(Dataset items)
::::::

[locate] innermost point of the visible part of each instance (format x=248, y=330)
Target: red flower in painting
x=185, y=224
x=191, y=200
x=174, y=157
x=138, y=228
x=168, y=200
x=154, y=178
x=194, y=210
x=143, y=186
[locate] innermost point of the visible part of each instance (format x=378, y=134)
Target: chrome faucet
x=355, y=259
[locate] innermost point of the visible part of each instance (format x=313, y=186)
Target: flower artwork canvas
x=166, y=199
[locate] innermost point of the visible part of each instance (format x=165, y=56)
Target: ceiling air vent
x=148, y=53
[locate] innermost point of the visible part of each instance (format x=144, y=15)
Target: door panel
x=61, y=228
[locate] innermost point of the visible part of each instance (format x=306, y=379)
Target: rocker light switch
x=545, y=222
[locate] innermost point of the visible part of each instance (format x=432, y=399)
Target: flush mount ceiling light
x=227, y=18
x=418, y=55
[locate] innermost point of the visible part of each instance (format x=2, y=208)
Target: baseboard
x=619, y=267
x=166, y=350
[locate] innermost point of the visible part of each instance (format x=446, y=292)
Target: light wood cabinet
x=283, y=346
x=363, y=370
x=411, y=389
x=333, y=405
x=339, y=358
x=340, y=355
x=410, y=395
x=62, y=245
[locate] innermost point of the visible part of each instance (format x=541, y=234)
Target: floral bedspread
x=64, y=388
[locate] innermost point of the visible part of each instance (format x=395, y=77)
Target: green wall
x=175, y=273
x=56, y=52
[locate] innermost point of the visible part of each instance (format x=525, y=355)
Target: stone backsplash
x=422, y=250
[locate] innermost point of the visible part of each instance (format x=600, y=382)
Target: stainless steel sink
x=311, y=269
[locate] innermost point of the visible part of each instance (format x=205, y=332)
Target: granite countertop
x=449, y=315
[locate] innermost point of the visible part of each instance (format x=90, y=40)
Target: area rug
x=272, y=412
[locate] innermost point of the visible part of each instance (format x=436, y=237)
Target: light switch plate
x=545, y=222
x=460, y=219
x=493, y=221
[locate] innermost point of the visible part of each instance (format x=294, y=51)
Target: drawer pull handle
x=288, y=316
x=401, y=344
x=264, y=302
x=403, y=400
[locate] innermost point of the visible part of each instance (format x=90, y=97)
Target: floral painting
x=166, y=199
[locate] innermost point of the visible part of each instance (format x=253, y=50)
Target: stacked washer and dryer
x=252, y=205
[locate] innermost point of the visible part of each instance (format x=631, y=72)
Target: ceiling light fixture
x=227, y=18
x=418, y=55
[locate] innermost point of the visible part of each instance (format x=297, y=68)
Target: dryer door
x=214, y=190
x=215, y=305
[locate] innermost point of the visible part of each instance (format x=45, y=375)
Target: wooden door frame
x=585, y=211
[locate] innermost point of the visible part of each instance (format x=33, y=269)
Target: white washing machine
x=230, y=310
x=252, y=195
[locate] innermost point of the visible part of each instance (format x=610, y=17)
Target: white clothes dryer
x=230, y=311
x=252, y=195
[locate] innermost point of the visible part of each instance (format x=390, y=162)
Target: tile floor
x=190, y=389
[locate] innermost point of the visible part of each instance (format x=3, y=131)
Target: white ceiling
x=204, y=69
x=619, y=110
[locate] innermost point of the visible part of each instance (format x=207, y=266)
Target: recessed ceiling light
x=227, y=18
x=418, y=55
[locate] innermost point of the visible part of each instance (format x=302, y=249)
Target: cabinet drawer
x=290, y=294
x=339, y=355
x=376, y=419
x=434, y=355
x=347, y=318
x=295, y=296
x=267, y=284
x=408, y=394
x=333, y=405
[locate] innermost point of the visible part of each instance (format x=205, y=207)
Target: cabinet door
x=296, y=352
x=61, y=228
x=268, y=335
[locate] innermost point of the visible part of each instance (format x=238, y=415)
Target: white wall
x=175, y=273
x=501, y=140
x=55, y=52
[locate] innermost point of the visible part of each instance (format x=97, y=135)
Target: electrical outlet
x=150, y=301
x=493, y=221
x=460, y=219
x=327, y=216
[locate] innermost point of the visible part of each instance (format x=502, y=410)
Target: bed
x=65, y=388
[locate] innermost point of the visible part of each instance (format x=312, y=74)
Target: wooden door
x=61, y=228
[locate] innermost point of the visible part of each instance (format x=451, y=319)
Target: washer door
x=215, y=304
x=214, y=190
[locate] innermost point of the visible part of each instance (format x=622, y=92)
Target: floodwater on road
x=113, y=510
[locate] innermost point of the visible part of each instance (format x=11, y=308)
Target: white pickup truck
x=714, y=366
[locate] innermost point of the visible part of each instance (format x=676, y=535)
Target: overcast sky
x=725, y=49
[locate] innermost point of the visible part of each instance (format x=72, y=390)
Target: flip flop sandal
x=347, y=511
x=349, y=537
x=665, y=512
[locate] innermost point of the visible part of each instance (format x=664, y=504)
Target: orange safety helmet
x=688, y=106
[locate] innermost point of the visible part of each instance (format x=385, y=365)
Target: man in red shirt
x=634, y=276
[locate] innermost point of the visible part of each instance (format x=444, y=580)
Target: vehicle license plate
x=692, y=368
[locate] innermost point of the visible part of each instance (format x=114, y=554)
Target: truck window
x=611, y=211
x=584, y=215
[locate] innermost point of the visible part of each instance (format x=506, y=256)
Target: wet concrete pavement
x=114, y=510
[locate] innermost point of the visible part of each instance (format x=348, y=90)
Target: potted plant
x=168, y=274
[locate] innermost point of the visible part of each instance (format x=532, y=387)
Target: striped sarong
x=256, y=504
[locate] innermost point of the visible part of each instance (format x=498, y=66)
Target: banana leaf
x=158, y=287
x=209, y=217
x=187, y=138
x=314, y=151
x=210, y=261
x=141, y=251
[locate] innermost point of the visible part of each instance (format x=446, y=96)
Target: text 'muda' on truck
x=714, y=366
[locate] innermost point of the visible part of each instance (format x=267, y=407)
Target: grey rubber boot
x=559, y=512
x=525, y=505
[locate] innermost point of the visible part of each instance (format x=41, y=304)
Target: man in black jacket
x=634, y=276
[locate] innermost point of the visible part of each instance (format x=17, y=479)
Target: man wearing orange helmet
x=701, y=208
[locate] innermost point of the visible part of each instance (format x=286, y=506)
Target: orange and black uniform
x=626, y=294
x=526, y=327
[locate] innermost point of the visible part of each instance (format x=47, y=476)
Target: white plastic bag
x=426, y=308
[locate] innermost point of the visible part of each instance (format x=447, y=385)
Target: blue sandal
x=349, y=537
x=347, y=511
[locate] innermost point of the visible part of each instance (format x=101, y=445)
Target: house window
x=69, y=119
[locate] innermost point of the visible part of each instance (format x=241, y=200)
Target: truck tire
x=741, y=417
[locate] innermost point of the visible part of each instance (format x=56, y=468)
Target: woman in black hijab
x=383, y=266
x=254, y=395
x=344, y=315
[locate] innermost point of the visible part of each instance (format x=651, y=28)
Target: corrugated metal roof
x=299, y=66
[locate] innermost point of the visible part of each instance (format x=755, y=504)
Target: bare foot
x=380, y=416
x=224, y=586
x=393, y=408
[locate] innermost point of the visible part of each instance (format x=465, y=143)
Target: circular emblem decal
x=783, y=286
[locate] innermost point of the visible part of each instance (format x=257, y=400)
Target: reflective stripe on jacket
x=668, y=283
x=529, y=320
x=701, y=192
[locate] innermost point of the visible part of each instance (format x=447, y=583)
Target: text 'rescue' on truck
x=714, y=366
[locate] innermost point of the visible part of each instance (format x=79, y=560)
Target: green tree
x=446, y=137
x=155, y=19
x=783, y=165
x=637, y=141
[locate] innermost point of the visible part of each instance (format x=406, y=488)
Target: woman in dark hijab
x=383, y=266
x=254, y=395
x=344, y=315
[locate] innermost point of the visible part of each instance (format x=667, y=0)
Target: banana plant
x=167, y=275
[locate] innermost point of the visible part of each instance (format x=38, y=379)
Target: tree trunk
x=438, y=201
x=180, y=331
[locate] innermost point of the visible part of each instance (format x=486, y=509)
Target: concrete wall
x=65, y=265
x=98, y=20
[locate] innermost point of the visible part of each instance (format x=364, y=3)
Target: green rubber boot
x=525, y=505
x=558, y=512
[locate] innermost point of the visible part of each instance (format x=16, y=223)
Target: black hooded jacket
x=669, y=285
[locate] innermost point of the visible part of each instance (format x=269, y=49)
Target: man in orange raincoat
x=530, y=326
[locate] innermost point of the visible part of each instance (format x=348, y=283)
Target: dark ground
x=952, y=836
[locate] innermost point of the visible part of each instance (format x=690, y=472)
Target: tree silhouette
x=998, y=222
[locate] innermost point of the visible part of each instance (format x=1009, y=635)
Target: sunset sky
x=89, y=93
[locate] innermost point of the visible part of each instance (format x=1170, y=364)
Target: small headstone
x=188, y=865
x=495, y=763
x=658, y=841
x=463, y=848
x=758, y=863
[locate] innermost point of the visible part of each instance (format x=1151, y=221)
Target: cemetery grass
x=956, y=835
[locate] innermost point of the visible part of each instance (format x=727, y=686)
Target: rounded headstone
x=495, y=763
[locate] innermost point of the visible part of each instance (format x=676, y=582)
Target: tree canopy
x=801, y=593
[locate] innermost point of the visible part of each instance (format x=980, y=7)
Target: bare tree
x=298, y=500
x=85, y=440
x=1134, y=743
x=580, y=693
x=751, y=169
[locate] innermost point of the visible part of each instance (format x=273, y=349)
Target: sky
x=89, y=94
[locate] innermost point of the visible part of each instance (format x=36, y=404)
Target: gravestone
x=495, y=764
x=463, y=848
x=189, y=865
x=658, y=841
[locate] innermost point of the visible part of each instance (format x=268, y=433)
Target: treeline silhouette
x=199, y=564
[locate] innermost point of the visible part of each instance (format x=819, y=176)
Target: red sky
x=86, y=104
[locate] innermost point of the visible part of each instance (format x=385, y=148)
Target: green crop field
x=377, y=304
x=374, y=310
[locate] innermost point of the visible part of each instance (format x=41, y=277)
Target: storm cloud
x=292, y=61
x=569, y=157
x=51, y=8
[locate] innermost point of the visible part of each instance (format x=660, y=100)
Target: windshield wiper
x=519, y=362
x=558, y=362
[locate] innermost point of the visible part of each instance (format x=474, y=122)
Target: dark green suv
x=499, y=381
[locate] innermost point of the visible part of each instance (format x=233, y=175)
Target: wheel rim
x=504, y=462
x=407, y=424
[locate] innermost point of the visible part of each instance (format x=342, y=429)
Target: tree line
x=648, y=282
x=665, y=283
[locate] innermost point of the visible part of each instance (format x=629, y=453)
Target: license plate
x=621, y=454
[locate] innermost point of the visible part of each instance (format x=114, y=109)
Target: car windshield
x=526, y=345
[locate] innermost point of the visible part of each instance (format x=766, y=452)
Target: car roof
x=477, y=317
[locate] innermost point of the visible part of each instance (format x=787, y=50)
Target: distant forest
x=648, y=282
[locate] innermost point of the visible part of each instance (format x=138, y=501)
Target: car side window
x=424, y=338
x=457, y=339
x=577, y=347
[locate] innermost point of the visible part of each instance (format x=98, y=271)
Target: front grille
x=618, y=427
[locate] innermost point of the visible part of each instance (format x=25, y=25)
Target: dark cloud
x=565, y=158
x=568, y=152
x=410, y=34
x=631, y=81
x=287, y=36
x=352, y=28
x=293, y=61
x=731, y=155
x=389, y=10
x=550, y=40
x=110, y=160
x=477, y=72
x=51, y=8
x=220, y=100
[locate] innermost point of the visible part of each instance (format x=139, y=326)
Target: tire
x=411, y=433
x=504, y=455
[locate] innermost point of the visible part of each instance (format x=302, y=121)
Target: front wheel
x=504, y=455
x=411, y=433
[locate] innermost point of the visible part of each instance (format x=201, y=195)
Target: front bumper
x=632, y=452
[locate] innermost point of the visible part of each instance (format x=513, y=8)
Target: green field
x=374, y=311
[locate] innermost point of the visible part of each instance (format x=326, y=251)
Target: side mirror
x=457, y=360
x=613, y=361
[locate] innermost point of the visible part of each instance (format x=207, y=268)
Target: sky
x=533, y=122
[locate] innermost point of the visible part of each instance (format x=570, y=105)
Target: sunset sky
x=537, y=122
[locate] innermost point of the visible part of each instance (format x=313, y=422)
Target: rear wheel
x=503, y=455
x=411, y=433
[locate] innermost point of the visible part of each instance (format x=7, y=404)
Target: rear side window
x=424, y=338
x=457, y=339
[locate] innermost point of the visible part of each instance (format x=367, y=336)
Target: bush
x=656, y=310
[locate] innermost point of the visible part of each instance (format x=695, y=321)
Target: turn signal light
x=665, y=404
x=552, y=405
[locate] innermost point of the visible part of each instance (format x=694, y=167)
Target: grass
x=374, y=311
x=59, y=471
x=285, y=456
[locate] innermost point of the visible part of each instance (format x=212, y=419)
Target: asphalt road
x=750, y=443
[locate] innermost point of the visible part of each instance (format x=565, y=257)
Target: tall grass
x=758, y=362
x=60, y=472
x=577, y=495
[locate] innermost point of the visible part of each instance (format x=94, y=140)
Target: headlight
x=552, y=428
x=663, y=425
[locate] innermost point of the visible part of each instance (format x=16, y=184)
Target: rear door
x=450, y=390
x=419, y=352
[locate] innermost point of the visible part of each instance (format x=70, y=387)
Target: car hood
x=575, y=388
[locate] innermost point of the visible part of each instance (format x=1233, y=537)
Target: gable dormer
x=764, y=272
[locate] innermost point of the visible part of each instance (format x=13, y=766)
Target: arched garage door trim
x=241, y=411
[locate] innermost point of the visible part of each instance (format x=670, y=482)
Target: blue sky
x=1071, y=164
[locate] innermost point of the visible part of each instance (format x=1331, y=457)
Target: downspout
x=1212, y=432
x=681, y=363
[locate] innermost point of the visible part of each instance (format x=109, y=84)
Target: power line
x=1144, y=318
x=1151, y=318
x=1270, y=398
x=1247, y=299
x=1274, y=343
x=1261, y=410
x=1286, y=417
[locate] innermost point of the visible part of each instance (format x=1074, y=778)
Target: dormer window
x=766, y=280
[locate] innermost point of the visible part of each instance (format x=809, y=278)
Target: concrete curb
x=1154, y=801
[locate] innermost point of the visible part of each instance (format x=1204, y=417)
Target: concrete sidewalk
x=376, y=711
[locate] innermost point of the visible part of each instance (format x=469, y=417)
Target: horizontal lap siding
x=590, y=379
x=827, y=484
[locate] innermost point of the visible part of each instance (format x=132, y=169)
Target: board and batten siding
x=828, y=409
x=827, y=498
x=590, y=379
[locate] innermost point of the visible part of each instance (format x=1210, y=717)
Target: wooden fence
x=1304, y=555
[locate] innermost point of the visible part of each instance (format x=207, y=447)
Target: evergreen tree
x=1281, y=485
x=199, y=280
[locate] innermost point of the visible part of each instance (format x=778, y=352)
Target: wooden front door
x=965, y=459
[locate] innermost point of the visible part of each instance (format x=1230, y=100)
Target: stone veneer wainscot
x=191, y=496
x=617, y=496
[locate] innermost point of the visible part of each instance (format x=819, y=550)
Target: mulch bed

::::::

Objective:
Edit the listing, beginning at the line that has "(format x=241, y=200)" and stopping after the line that has "x=783, y=286". In those lines, change "corrugated metal roof" to "corrugated steel roof", keep everything else the same, and return only those lines.

Response for this exercise:
[locate] innermost point of the visible part of each instance (format x=241, y=200)
Target: truck tire
x=741, y=417
[locate] innermost point of the visible part of each instance (format x=56, y=468)
Target: woman in black hijab
x=383, y=266
x=254, y=395
x=344, y=315
[locate] innermost point of the visible part of each instance (format x=651, y=28)
Target: corrugated steel roof
x=299, y=66
[locate] innermost point of the visible part of each instance (format x=755, y=504)
Target: bare foot
x=380, y=416
x=224, y=586
x=393, y=408
[locate] innermost point of the visible part of each instance (format x=465, y=143)
Target: circular emblem decal
x=783, y=286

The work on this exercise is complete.